> _Objectif a_:
Dans l'article sur les manifestations de Jayapura, recopiez le passage situé entre « Les décomptes les » et « comme une embuscade. » inclus, en remplaçant « deux mille » par « trois mille ».

> _Section du texte_:

Manifestations indépendantistes dans les rues de Jayapura


JAYAPURA, vendredi 5 août 2011 (Flash d'Océanie) – Sur fonds de violences intervenues depuis la fin de la semaine dernière en Papouasie occidentale (autrement connue sous le nom d’Irian Jaya), plusieurs milliers de manifestants ont défilé mardi dans les rues de Jayapura, en scandant des slogans demandant, entre autres, un référendum sur la sensible question de l’indépendance de cette province indonésienne.
Au cours d’incidents, accrochages et embuscades en plusieurs points de la province, la semaine dernière, une vingtaine de personnes, dont des policiers indonésiens, ont trouvé la mort.
Des manifestations de moins ampleur auraient aussi eu lieu en début de semaines dans d’autres points de la province, ainsi que dans la capitale indonésienne Djakarta.
À Jayapura, aux sons de slogans tels que « Papouasie Libre », de demandes de retrait des troupes de l’armée indonésienne et de mobilisation de la part de la communauté internationale, les manifestants ont défilé sous étroite surveillance policière et militaire, pour des effectifs mobilisés estimés à plus de sept cent.
Les décomptes les plus conservateurs tentant de quantifier la participation à ces manifestations, font état d’au moins deux mille personnes.
D’autres chiffres font état de dix mille personnes.
En début de semaine, aux abords de Jayapura, quatre personnes ont trouvé la mort lundi 1er août 2011 aux aurores alors qu’elles étaient tombées dans ce qui a été décrit comme une embuscade.
L’un des morts appartiendrait à l’armée indonésienne et était stationné dans cette province.

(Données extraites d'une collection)
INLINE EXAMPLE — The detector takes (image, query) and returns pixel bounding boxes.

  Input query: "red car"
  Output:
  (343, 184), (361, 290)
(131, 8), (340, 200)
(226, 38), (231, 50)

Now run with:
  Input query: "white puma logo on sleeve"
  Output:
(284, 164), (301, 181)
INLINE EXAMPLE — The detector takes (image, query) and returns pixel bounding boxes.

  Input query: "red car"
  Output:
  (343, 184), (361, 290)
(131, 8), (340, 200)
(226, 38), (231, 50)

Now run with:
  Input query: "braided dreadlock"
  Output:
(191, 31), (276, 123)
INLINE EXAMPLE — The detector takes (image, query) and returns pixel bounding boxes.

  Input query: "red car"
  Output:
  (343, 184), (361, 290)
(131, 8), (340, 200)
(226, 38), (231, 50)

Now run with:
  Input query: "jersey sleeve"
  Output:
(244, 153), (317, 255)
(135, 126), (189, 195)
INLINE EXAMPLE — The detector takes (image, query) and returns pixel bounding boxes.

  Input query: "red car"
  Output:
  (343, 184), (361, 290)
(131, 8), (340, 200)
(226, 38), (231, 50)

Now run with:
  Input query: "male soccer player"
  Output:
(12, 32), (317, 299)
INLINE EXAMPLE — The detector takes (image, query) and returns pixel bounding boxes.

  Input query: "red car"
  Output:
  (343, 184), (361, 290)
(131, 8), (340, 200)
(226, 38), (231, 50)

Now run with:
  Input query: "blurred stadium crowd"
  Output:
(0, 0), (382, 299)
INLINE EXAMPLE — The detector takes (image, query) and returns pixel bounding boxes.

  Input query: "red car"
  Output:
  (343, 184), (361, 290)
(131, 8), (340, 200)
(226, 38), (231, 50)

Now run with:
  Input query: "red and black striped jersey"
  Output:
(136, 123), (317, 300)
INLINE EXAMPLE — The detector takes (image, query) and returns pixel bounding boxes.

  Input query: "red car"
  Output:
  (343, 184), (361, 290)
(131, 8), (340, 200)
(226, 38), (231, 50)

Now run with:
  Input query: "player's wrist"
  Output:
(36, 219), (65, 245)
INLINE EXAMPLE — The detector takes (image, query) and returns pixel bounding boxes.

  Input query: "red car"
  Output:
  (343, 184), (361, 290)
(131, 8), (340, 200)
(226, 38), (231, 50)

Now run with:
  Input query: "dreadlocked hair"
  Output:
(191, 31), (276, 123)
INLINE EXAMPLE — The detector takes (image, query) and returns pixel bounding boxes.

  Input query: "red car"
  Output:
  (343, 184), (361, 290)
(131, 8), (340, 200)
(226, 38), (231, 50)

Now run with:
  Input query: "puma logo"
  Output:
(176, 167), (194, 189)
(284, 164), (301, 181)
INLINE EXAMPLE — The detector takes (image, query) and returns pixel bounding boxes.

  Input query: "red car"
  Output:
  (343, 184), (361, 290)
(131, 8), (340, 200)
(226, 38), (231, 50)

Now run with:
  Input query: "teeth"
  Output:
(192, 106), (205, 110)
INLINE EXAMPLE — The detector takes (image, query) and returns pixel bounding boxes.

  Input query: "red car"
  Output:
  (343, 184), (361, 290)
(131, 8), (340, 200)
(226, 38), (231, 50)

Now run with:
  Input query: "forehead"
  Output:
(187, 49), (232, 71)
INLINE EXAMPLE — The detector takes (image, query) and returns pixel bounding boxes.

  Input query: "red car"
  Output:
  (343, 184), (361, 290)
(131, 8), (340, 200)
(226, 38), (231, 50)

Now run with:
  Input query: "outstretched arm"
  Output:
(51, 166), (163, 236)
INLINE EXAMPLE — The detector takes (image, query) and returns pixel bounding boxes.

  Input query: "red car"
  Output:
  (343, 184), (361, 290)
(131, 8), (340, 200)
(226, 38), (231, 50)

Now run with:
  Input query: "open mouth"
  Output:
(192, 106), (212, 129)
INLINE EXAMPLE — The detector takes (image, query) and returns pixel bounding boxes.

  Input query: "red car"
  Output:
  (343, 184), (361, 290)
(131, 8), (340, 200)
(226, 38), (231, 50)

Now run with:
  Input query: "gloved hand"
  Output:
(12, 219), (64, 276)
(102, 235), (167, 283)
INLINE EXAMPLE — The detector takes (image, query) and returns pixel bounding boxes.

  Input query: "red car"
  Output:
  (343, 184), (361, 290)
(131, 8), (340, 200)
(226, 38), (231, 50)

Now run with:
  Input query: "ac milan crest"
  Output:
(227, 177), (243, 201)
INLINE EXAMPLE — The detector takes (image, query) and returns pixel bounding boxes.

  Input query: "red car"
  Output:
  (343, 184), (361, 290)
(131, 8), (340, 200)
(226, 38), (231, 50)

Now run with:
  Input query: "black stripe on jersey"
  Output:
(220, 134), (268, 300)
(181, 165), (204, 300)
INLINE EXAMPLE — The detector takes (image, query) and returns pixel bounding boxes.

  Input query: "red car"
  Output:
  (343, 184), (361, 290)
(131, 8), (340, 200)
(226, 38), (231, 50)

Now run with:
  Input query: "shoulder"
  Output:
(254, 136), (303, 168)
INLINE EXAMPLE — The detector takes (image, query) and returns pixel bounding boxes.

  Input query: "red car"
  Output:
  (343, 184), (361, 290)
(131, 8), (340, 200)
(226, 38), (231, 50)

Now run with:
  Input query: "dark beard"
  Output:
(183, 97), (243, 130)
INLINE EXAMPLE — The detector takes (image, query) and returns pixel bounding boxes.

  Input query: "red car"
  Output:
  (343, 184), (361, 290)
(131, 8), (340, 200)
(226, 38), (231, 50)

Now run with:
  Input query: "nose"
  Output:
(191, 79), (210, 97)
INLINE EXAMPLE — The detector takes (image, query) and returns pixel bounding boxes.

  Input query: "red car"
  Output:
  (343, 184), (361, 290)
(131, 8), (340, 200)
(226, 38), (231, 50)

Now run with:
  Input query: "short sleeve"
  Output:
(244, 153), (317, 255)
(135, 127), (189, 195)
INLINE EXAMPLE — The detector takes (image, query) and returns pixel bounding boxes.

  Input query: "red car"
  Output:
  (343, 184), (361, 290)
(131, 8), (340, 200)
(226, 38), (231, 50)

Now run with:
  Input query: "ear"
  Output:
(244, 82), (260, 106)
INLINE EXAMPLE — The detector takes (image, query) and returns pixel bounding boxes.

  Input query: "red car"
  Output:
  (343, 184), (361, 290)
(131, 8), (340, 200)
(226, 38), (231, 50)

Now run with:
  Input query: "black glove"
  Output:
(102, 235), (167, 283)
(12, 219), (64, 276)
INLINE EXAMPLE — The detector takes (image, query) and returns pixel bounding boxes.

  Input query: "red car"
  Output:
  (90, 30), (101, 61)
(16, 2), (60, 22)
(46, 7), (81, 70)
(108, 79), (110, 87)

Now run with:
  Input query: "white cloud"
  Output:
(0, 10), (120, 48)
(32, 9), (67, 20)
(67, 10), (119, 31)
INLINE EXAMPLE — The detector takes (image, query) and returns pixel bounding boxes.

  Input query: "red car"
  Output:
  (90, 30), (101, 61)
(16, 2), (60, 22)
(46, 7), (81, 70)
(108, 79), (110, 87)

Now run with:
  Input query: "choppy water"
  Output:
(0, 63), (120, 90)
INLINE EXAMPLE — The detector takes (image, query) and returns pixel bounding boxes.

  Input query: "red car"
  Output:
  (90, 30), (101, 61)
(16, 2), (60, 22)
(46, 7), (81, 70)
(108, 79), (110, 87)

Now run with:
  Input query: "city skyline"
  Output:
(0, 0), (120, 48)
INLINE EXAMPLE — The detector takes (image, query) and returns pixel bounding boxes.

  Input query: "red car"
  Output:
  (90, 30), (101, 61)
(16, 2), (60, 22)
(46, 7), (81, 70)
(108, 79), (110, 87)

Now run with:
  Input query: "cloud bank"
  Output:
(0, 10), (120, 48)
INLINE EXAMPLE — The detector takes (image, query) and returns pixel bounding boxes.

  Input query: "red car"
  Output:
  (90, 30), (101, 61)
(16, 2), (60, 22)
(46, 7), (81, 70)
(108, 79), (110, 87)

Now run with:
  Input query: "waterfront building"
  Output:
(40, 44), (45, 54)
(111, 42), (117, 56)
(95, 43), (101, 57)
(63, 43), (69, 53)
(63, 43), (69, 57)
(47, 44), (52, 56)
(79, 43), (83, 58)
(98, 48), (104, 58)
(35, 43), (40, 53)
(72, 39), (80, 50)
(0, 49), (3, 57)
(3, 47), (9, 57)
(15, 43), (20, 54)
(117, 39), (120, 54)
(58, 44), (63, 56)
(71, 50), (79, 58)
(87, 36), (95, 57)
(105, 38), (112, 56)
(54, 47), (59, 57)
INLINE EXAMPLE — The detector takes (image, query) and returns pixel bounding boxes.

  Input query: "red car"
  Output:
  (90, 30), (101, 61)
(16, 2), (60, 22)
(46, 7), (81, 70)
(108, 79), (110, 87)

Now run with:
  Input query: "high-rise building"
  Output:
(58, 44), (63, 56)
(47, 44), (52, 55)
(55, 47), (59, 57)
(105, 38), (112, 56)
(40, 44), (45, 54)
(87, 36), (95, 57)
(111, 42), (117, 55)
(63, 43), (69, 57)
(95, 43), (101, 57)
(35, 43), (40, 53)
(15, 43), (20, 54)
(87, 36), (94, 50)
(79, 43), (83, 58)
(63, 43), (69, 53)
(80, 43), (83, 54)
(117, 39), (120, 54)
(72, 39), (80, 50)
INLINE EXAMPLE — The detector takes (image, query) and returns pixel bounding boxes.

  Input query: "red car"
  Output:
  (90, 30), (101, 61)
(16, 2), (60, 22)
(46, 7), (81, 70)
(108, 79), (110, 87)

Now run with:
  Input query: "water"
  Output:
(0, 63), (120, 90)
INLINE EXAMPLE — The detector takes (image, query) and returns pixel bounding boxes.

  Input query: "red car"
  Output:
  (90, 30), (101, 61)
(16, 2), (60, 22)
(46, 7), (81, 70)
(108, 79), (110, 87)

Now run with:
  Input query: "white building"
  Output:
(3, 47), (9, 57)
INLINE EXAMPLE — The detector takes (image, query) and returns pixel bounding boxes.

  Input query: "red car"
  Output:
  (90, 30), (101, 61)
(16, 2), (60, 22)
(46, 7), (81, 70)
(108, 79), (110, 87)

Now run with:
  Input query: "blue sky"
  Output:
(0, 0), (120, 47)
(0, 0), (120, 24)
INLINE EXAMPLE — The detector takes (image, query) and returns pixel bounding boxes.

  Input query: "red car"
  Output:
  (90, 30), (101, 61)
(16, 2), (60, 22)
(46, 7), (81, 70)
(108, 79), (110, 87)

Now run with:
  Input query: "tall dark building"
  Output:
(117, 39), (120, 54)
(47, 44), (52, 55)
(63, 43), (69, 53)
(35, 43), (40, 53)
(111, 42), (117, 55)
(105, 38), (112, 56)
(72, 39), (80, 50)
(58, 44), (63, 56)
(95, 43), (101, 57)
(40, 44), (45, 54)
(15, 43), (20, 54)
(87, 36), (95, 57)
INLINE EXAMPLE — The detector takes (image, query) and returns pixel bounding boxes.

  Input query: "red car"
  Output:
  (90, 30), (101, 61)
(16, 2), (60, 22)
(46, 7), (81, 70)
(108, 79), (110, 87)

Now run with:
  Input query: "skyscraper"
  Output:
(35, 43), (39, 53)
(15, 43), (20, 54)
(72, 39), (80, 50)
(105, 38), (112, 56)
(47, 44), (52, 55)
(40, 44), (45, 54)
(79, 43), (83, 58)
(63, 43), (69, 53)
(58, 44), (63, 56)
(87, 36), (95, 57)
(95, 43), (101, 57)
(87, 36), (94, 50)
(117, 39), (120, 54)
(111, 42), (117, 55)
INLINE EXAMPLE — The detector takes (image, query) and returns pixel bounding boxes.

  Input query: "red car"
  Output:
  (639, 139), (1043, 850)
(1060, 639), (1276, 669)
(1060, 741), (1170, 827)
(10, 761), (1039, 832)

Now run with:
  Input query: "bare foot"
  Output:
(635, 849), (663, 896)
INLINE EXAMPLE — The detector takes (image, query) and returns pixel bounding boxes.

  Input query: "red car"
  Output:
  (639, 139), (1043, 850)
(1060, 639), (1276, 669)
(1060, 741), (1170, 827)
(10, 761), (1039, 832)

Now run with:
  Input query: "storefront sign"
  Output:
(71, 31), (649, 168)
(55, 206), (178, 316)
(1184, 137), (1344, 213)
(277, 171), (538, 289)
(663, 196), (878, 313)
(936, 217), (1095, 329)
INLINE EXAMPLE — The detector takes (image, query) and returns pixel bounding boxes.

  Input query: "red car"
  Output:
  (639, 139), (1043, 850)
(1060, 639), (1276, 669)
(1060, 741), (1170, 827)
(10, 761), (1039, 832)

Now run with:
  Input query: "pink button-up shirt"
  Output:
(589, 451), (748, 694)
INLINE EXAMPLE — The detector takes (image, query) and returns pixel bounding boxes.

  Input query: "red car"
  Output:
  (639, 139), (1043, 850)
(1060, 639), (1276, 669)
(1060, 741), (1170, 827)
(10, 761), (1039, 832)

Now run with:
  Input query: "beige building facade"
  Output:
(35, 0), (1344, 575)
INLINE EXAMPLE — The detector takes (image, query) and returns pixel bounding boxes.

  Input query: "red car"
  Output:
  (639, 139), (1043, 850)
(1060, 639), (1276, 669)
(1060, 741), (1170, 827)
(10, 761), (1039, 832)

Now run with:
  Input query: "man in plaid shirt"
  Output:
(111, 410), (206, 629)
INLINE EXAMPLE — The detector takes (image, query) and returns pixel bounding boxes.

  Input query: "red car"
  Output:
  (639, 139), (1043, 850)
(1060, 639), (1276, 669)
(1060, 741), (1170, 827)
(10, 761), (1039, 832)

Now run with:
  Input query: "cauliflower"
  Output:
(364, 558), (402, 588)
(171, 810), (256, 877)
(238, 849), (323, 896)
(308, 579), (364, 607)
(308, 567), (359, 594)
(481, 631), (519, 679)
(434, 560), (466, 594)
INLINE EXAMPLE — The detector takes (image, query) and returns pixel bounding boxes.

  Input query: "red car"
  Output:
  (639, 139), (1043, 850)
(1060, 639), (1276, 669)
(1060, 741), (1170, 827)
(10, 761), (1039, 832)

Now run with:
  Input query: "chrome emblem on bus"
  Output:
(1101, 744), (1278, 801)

> _Objectif b_:
Présentez sous forme de liste numérotée, s'il vous plaît, les lignes du listing allant de son début jusqu'à la ligne contenant « (36, 219), (65, 245) » incluse, sans les lignes vides.

> _Résultat de la tâche a_:
Les décomptes les plus conservateurs tentant de quantifier la participation à ces manifestations, font état d’au moins trois mille personnes.
D’autres chiffres font état de dix mille personnes.
En début de semaine, aux abords de Jayapura, quatre personnes ont trouvé la mort lundi 1er août 2011 aux aurores alors qu’elles étaient tombées dans ce qui a été décrit comme une embuscade.

> _Résultat de la tâche b_:
1. INLINE EXAMPLE — The detector takes (image, query) and returns pixel bounding boxes.
2.   Input query: "red car"
3.   Output:
4.   (343, 184), (361, 290)
5. (131, 8), (340, 200)
6. (226, 38), (231, 50)
7. Now run with:
8.   Input query: "white puma logo on sleeve"
9.   Output:
10. (284, 164), (301, 181)
11. INLINE EXAMPLE — The detector takes (image, query) and returns pixel bounding boxes.
12.   Input query: "red car"
13.   Output:
14.   (343, 184), (361, 290)
15. (131, 8), (340, 200)
16. (226, 38), (231, 50)
17. Now run with:
18.   Input query: "braided dreadlock"
19.   Output:
20. (191, 31), (276, 123)
21. INLINE EXAMPLE — The detector takes (image, query) and returns pixel bounding boxes.
22.   Input query: "red car"
23.   Output:
24.   (343, 184), (361, 290)
25. (131, 8), (340, 200)
26. (226, 38), (231, 50)
27. Now run with:
28.   Input query: "jersey sleeve"
29.   Output:
30. (244, 153), (317, 255)
31. (135, 126), (189, 195)
32. INLINE EXAMPLE — The detector takes (image, query) and returns pixel bounding boxes.
33.   Input query: "red car"
34.   Output:
35.   (343, 184), (361, 290)
36. (131, 8), (340, 200)
37. (226, 38), (231, 50)
38. Now run with:
39.   Input query: "male soccer player"
40.   Output:
41. (12, 32), (317, 299)
42. INLINE EXAMPLE — The detector takes (image, query) and returns pixel bounding boxes.
43.   Input query: "red car"
44.   Output:
45.   (343, 184), (361, 290)
46. (131, 8), (340, 200)
47. (226, 38), (231, 50)
48. Now run with:
49.   Input query: "blurred stadium crowd"
50.   Output:
51. (0, 0), (382, 299)
52. INLINE EXAMPLE — The detector takes (image, query) and returns pixel bounding boxes.
53.   Input query: "red car"
54.   Output:
55.   (343, 184), (361, 290)
56. (131, 8), (340, 200)
57. (226, 38), (231, 50)
58. Now run with:
59.   Input query: "red and black striped jersey"
60.   Output:
61. (136, 123), (317, 300)
62. INLINE EXAMPLE — The detector takes (image, query) and returns pixel bounding boxes.
63.   Input query: "red car"
64.   Output:
65.   (343, 184), (361, 290)
66. (131, 8), (340, 200)
67. (226, 38), (231, 50)
68. Now run with:
69.   Input query: "player's wrist"
70.   Output:
71. (36, 219), (65, 245)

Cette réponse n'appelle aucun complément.